提示文

• • • • • • •

「右脳」の話を持ち出す人は、頭が悪い。

 まずウィキペディアを引いておこう。

右脳(うのう、みぎのう)は、脳の右側を意味する用語だが、学術用語ではなくどのような範囲を示しているのかは不明確。

一般的には大脳右半球と小脳右半球を総称したものと思われる。大脳右半球は左半身の運動と知覚を、小脳右半球は右半身の巧遅運動を司っている。

右利きの人は右側が劣位半球であることが多く、劣位半球の側頭葉に非言語的な記憶の中枢が、頭頂葉に空間認知の中枢が局在していることが多いため、一般に「イメージ脳」と呼ばれることがあるが、右半球全体がイメージ処理のために活動しているとの誤解を生みかねない表現である。

 以上、終わり。って感じですが(笑)
 前にレビュージャパンで書いたように、

 計算と人間の感情はそもそも違うという証拠に、左脳と右脳をもち出す人がいる。
 これははっきりとわからないことを、わからないままにする論法の一つである。
 私に言わせれば、左脳、右脳というのは能力の局在、あるいは能力のカテゴリゼーション(範疇分け)にすぎない。情報処理の観点からすれば、何の差もない。(金出武雄)

「大脳右半球は左半身の運動と知覚を、小脳右半球は右半身の巧遅運動を司っている」これは事実。だけど「右脳を活性化させれば、イメージ力や感性が向上する」というの事実ではないし、じゃあ「左手を使ったら右脳が発達するのか」てなことが証明されたこともない。

「右脳的」「左脳的」という言葉を使う人は、そこで「感覚的」「論理的」と同義で使用している“だけ”で、脳の話を持ち出すことによって何となく説得力を増そうとしているに過ぎない。科学や医学を装って、信頼性を高めようという魂胆に自ら気づいていないというか“酔っている”だけだ。

「分からないことは、分からない」とするのが本来の科学のあり方であって

とんでもなく複雑な問題を解決するにあたって、ある仮説をきわめて粗雑に適用し、いかにももっともらしい説明をすることは、良く言えば知的怠慢ですし、悪く言えば恥ずべき無知なのではないでしょうか。(ドーヴァー)

 人間の脳という、宇宙のような存在を上記のように扱うことは実はまったく無意味だということにそろそろ皆が気づくべきではなかろうか。

• • • • • • •

本文を読む
A. 本文を「とんでもなく複雑な問題を解決」を含む語句から「が気づくべきではなかろうか。」まで書き写し、その中の「知的怠慢」を「思考停止」に置き換えること。
B. 次の(i)〜(iii)が本文の内容と合っているかを、はい・いいえで答えること。それぞれ判断の決め手となる本文の言葉をそのまま引用する。
(i) ウィキペディアの引用では、右脳は学術用語だとされている。
(ii) 大脳右半球が左半身の運動と知覚を司っていることは、事実だと認められている。
(iii) 左手を使えば右脳が発達することは、すでに証明されている。
このあとの行は本文とは関係がない。

[データ抜粋]

• • • • • • •

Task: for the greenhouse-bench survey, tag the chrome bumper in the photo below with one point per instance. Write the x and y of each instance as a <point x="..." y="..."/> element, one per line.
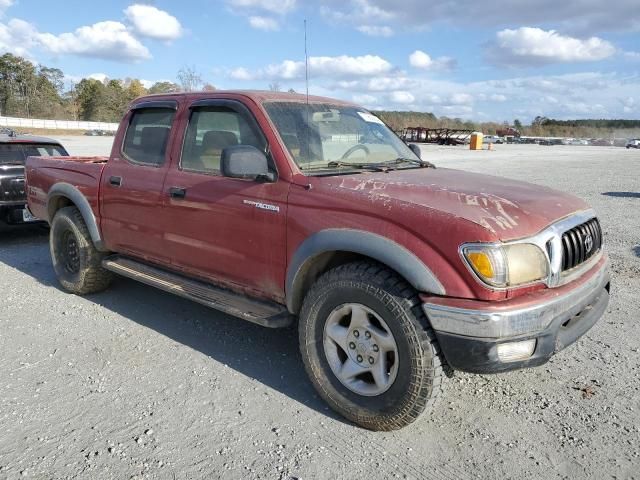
<point x="501" y="320"/>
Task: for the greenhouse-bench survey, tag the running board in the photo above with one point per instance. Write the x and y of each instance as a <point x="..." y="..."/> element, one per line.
<point x="267" y="314"/>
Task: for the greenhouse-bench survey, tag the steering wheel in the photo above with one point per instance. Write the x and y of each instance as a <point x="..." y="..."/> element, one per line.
<point x="355" y="148"/>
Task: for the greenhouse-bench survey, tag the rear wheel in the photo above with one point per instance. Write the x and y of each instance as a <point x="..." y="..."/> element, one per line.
<point x="77" y="262"/>
<point x="367" y="346"/>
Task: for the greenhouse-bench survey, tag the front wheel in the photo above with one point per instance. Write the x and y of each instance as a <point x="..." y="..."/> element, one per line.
<point x="367" y="346"/>
<point x="77" y="262"/>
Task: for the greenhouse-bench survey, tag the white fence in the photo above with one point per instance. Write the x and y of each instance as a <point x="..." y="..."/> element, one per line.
<point x="56" y="124"/>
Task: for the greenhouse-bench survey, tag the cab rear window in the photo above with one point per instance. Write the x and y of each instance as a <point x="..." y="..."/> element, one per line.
<point x="17" y="153"/>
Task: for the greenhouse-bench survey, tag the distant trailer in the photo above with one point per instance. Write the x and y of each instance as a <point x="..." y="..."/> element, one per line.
<point x="439" y="136"/>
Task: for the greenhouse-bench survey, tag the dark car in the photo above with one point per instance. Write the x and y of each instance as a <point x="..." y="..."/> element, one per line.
<point x="14" y="150"/>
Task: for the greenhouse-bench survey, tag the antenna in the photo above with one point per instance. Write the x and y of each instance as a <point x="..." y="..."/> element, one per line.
<point x="306" y="60"/>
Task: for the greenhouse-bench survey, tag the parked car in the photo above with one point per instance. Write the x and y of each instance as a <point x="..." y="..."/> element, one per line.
<point x="14" y="150"/>
<point x="278" y="208"/>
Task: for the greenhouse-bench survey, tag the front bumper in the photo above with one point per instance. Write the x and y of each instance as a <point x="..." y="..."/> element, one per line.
<point x="469" y="331"/>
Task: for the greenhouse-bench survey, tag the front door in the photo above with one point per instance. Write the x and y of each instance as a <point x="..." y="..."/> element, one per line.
<point x="229" y="231"/>
<point x="132" y="184"/>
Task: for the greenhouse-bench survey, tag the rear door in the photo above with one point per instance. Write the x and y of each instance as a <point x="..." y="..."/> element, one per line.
<point x="229" y="231"/>
<point x="132" y="183"/>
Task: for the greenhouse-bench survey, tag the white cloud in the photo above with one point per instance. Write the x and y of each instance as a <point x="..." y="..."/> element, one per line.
<point x="365" y="99"/>
<point x="264" y="23"/>
<point x="241" y="73"/>
<point x="376" y="30"/>
<point x="575" y="16"/>
<point x="149" y="21"/>
<point x="498" y="97"/>
<point x="460" y="99"/>
<point x="423" y="61"/>
<point x="108" y="40"/>
<point x="280" y="7"/>
<point x="17" y="37"/>
<point x="534" y="46"/>
<point x="333" y="67"/>
<point x="401" y="97"/>
<point x="419" y="59"/>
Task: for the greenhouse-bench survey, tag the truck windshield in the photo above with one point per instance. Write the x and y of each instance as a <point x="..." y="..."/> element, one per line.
<point x="17" y="153"/>
<point x="323" y="137"/>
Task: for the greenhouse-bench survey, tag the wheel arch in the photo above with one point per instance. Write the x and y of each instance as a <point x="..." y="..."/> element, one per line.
<point x="332" y="247"/>
<point x="65" y="195"/>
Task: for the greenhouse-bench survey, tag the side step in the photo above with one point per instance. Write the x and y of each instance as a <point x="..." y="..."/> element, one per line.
<point x="267" y="314"/>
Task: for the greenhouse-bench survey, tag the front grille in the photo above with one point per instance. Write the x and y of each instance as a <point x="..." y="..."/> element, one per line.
<point x="580" y="244"/>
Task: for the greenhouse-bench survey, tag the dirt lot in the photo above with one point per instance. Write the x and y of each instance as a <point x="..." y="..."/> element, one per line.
<point x="135" y="383"/>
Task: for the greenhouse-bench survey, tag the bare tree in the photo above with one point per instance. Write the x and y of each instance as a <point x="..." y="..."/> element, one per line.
<point x="189" y="78"/>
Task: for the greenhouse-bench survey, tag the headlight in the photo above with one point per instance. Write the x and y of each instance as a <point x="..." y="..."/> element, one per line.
<point x="507" y="265"/>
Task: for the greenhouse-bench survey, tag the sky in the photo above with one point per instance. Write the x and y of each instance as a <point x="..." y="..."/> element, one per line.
<point x="484" y="61"/>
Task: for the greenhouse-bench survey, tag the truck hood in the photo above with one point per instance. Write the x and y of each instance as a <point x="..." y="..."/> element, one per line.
<point x="509" y="209"/>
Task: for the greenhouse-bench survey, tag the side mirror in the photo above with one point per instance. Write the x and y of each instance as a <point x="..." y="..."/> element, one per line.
<point x="244" y="161"/>
<point x="416" y="149"/>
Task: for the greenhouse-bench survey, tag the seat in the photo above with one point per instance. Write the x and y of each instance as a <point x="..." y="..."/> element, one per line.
<point x="213" y="142"/>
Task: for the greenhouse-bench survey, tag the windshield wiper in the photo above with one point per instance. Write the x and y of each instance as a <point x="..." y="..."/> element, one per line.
<point x="422" y="163"/>
<point x="378" y="167"/>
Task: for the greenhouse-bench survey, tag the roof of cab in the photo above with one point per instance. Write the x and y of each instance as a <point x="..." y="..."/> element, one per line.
<point x="259" y="96"/>
<point x="25" y="138"/>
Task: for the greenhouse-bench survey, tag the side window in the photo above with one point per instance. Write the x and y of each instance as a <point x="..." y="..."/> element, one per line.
<point x="147" y="135"/>
<point x="210" y="131"/>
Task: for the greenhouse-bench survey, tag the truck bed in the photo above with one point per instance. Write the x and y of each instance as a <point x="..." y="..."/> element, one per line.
<point x="84" y="173"/>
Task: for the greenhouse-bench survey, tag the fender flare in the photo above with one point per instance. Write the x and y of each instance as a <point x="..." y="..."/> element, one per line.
<point x="76" y="197"/>
<point x="377" y="247"/>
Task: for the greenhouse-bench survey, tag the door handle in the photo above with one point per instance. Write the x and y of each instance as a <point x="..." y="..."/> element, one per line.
<point x="177" y="192"/>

• • • • • • •

課題別の解答
A.
とんでもなく複雑な問題を解決するにあたって、ある仮説をきわめて粗雑に適用し、いかにももっともらしい説明をすることは、良く言えば思考停止ですし、悪く言えば恥ずべき無知なのではないでしょうか。(ドーヴァー)

 人間の脳という、宇宙のような存在を上記のように扱うことは実はまったく無意味だということにそろそろ皆が気づくべきではなかろうか。

B.
(i) いいえ。「学術用語ではなく」とある。
(ii) はい。「これは事実。」とある。
(iii) いいえ。「てなことが証明されたこともない」とある。